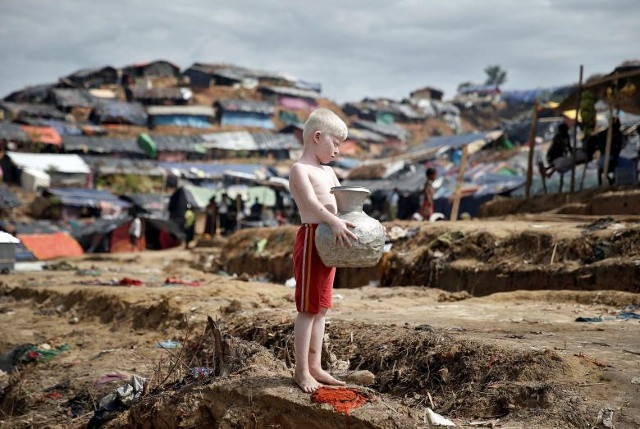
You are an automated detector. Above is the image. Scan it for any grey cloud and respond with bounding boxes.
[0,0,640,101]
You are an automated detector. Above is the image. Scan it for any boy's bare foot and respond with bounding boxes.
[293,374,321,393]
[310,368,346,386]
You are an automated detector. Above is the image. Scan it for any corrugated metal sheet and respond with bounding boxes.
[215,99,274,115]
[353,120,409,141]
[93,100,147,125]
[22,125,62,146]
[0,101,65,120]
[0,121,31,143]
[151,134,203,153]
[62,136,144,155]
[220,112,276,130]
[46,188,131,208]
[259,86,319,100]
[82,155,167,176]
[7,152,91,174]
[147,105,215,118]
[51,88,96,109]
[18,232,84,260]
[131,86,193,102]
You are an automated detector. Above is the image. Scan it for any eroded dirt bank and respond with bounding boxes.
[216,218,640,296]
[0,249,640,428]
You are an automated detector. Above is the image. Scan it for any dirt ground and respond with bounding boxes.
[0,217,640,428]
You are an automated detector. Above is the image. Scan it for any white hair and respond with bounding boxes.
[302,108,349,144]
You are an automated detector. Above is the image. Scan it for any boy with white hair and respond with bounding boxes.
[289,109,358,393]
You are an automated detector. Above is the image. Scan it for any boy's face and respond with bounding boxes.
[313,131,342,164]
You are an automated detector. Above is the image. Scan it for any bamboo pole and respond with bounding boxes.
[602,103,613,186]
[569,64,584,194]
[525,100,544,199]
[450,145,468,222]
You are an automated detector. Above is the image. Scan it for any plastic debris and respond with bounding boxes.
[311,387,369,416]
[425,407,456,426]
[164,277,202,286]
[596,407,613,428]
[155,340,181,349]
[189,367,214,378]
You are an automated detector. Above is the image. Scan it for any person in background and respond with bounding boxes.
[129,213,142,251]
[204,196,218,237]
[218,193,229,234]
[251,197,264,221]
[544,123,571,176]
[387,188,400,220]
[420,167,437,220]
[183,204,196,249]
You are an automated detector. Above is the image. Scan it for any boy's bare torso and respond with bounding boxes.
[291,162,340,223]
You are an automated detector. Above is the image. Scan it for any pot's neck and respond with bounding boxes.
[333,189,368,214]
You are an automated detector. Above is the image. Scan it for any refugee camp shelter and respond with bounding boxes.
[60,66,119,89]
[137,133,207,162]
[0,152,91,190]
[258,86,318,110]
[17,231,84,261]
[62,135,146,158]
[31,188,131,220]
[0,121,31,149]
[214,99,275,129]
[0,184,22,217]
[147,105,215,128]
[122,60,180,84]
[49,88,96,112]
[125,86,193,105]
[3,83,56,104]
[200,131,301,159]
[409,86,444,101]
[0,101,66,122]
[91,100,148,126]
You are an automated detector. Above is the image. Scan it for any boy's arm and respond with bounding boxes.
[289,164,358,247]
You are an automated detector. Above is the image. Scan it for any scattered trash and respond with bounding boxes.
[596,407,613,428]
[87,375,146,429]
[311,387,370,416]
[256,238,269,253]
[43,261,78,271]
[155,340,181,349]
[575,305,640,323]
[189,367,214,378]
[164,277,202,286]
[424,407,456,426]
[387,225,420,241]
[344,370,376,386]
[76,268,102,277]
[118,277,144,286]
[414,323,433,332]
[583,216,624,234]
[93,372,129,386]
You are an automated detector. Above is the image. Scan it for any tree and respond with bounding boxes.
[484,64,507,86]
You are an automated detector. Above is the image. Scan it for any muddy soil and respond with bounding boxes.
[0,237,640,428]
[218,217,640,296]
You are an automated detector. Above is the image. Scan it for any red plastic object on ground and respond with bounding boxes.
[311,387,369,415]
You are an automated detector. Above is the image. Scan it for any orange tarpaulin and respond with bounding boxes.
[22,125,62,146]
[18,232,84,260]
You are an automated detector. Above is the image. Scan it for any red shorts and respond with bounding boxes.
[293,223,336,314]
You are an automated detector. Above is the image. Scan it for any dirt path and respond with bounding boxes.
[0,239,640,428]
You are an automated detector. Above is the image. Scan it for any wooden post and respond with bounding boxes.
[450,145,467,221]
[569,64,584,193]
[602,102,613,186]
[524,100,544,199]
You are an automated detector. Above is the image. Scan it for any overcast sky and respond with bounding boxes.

● DIRECTIONS: Can you give the lines between the one holding "foot and respond with bounding boxes." and the one holding "[310,368,346,386]", inclusive, as a numbered list with blank lines left out?

● FULL OUTPUT:
1. You are an automated detector. Above is the image. Scan it for any boy's bare foot and respond with bounding boxes.
2. [293,374,321,393]
3. [310,368,346,386]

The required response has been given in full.